> **Texte**:
####################

À l’égard de son demandeur, le veilleur est en contrat puisqu’il s’engage à faire quelque chose (en l’occurrence une veille) pour le compte de quelqu’un (ce qui est une partie de la définition du contrat — art. 1134 du code civil). Il en est ainsi lorsque le demandeur est un client et non l’employeur du veilleur. Dès lors que sa mission est défaillante, il engage sa responsabilité contractuelle. Vis-à-vis de son employeur, il répond de sa mission sur la base de son contrat de travail et ses défaillances s’analyseront en fautes professionnelles, légères, graves ou lourdes avec les sanctions habituelles du droit du travail.
La responsabilité en dehors de tout contrat peut survenir à l’égard des tiers. Imaginons que le veilleur fournisse des données inexactes sur une entreprise tierce, et que cette fourniture cause un préjudice à celle-ci (écartée d’un marché, ou dénigrée sur Internet sur la foi de ces informations fausses), la responsabilité du veilleur (ou de son entreprise) pourra être engagée sur la base des article 1382 et suivants du code civil : tout fait qui cause un préjudice à autrui entraîne la réparation de celui-ci par l’auteur des faits (1382). L’employeur est responsable du fait de ses employés ou stagiaires (1384) : c’est donc lui qui répondra de la responsabilité civile, avec, le cas échéant, la possibilité de se retourner contre son employé ou stagiaire en cas de faute lourde. L’entreprise du veilleur pourra donc être condamnée à indemniser la victime du préjudice subi.

####################

> **Entrées de données**:
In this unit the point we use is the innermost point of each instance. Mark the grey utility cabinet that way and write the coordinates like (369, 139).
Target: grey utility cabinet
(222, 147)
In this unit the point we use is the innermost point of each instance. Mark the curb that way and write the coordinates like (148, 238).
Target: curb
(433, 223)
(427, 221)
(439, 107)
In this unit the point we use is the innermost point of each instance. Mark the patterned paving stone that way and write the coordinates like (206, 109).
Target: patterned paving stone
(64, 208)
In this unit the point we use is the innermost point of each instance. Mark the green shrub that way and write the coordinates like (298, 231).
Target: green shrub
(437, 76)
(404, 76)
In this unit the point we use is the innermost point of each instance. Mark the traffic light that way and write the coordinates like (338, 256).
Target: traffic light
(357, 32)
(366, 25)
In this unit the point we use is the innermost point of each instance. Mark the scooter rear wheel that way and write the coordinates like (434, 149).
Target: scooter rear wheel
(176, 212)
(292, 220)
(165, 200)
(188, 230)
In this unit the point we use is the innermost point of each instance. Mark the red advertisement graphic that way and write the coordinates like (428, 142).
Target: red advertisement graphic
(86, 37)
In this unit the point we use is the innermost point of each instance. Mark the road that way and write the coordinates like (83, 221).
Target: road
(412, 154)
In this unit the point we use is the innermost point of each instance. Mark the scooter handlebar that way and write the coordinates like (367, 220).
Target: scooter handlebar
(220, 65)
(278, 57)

####################

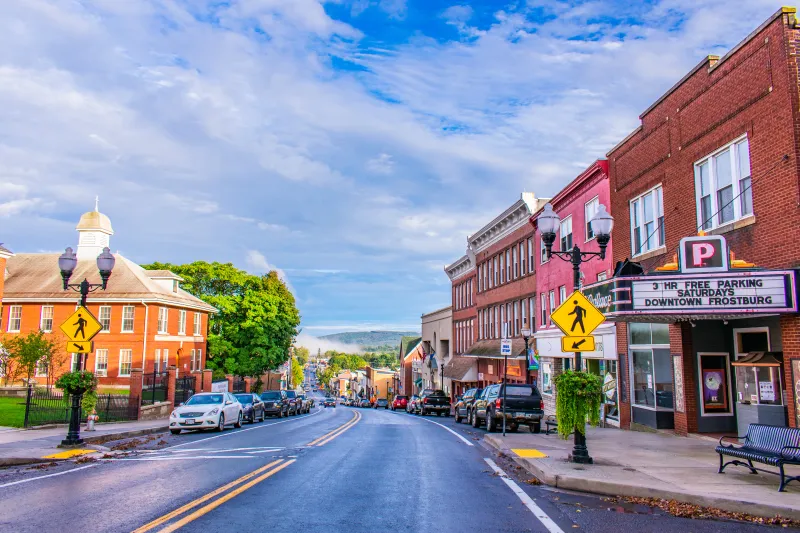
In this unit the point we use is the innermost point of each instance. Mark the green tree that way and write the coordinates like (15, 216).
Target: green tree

####################

> **Tâches**:
A – Selon le texte sur la responsabilité du veilleur, quel article du code civil rend l'employeur responsable du fait de ses employés ou stagiaires ?
B – Recopiez tout le passage du texte sur la responsabilité du veilleur, depuis « La responsabilité en » jusqu'à « du préjudice subi. ».
C – Prolongez le texte sur la responsabilité du veilleur à partir de sa dernière phrase.

> **Réponses par tâche**:
A – L'article 1384.

B –
La responsabilité en dehors de tout contrat peut survenir à l’égard des tiers. Imaginons que le veilleur fournisse des données inexactes sur une entreprise tierce, et que cette fourniture cause un préjudice à celle-ci (écartée d’un marché, ou dénigrée sur Internet sur la foi de ces informations fausses), la responsabilité du veilleur (ou de son entreprise) pourra être engagée sur la base des article 1382 et suivants du code civil : tout fait qui cause un préjudice à autrui entraîne la réparation de celui-ci par l’auteur des faits (1382). L’employeur est responsable du fait de ses employés ou stagiaires (1384) : c’est donc lui qui répondra de la responsabilité civile, avec, le cas échéant, la possibilité de se retourner contre son employé ou stagiaire en cas de faute lourde. L’entreprise du veilleur pourra donc être condamnée à indemniser la victime du préjudice subi.

C –
Dans un cas comme dans l’autre, les causes d’engagement de la responsabilité sont variées : fourniture d’informations incomplètes alors que présentées comme exhaustives ; insuffisance des résultats ; non fourniture d’information pertinente... Ce dernier cas peut survenir lorsqu’un veilleur laisse passer hors des mailles de son filet des informations qu’il aurait dû fournir à son demandeur. La jurisprudence a eu à plusieurs reprises à se prononcer sur la responsabilité du fournisseur d’information, notamment en matière de renseignement commercial erroné, fourni par un prestataire spécialisé dans le domaine. C’est le cas dans un arrêt de la chambre commerciale de la Cour de cassation en date du 14 mars 1978.
Notons que, dans le cadre contractuel, il est possible d’inscrire des clauses pénales pour indemniser forfaitairement tout type de défaillance quant à l’exhaustivité, l’exactitude, la rapidité de fourniture des informations. Il est aussi possible d’insérer des clauses limitatives de responsabilité.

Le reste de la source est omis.